_Stated goal_:
Reproduce every one of the records below, line for line, with no changes.

*** Record extracts

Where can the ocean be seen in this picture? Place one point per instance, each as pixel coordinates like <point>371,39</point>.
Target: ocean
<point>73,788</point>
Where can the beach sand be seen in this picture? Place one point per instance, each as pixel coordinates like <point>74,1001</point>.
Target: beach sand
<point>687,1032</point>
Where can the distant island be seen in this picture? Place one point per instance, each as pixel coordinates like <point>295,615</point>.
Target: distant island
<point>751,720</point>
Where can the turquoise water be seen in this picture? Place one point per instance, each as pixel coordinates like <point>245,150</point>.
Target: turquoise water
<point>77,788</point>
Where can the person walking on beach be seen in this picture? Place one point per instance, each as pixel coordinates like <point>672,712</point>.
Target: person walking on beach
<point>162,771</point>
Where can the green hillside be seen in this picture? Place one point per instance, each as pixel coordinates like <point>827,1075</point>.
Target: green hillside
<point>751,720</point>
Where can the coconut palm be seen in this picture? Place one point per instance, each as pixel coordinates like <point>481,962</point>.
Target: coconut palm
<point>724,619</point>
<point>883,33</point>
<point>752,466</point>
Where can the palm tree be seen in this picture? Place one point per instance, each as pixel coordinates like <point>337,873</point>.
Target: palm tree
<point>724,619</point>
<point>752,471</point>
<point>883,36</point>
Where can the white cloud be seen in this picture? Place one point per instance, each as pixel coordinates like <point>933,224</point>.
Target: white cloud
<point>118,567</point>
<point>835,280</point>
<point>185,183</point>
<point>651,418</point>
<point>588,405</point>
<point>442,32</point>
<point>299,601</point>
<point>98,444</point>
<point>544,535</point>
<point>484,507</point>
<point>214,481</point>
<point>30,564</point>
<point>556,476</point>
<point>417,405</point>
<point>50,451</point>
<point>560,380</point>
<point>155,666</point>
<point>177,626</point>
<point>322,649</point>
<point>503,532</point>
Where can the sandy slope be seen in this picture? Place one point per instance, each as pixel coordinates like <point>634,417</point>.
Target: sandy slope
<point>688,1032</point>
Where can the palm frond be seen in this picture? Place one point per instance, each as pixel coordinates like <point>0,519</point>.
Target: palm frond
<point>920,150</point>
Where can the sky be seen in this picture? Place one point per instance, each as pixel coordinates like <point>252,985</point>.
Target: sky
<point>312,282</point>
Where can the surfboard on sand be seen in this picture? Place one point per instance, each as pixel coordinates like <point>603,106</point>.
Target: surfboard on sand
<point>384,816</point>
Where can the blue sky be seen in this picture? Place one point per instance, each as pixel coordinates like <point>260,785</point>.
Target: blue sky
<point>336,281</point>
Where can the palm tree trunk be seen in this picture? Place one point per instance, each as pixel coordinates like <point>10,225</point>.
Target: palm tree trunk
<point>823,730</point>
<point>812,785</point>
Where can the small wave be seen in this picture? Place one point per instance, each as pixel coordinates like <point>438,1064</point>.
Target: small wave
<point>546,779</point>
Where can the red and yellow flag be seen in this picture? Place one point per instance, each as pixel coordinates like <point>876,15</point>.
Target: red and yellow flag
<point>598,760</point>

******

_Answer to the exercise_:
Where can the ocean be seen in this picture? Place one point per instance, each as pixel coordinates like <point>371,39</point>.
Target: ocean
<point>73,788</point>
Where can the beach sand be seen in this picture? Place one point per instance, each as pixel coordinates like <point>74,1001</point>.
Target: beach sand
<point>687,1032</point>
Where can the distant island be seen in this picture? Place one point per instance, each as pixel coordinates like <point>295,615</point>.
Target: distant island
<point>751,720</point>
Where can the turquoise water be seen in this picture? Place one point per instance, each as pixel coordinates like <point>245,150</point>.
Target: turquoise water
<point>77,788</point>
Where can the person walking on beach be seen in this picture? Place one point per instance, each as pixel coordinates like <point>672,712</point>.
Target: person walking on beach
<point>162,771</point>
Where can the green hillside be seen in this picture? Place one point per instance, each as pixel coordinates like <point>827,1075</point>.
Target: green hillside
<point>751,720</point>
Where can the coconut palm be seen in this picture? Place one point per instance, each as pixel coordinates like <point>481,962</point>.
Target: coconut palm
<point>724,619</point>
<point>883,33</point>
<point>752,466</point>
Where can the palm tree be seen in this picture? Place one point per instance, each as pixel coordinates like <point>337,873</point>.
Target: palm tree
<point>724,619</point>
<point>752,471</point>
<point>883,36</point>
Where can the white cloud be seen in this picture? Place one point per instance, each as pixel coordinates like <point>933,224</point>.
Target: white cloud
<point>118,567</point>
<point>835,280</point>
<point>185,183</point>
<point>651,418</point>
<point>588,405</point>
<point>442,32</point>
<point>299,601</point>
<point>98,444</point>
<point>544,535</point>
<point>484,507</point>
<point>214,481</point>
<point>30,564</point>
<point>556,476</point>
<point>417,405</point>
<point>50,451</point>
<point>560,380</point>
<point>155,666</point>
<point>177,626</point>
<point>322,649</point>
<point>503,532</point>
Where can the sandy slope be seen in this picture? Place one point per instance, each as pixel coordinates like <point>634,417</point>.
Target: sandy slope
<point>688,1032</point>
Where can the palm frond be seen in this picture? Place one point per instance, each as pixel coordinates like <point>0,519</point>.
Target: palm frond
<point>920,150</point>
Where can the sky be seen in this picture? Place one point per instance, each as pixel coordinates like <point>252,985</point>.
Target: sky
<point>312,282</point>
Where can the surfboard on sand be seen in this picture? Place one point per instance, each as pixel coordinates like <point>603,106</point>.
Target: surfboard on sand
<point>384,816</point>
Where can the blue sky be seen in this picture? Place one point per instance, each as pixel coordinates like <point>260,785</point>.
Target: blue sky
<point>336,281</point>
Where can the palm tree trunk be seen in this picture? Place one point per instance, each as pixel coordinates like <point>10,225</point>.
Target: palm tree trunk
<point>823,730</point>
<point>812,785</point>
Where can the small wave be seen in this picture? Place one point per instance, each as pixel coordinates like <point>438,1064</point>.
Target: small wave
<point>546,779</point>
Where can the red and yellow flag be seen in this picture? Place one point per instance, each as pixel coordinates like <point>876,15</point>.
Target: red and yellow flag
<point>598,760</point>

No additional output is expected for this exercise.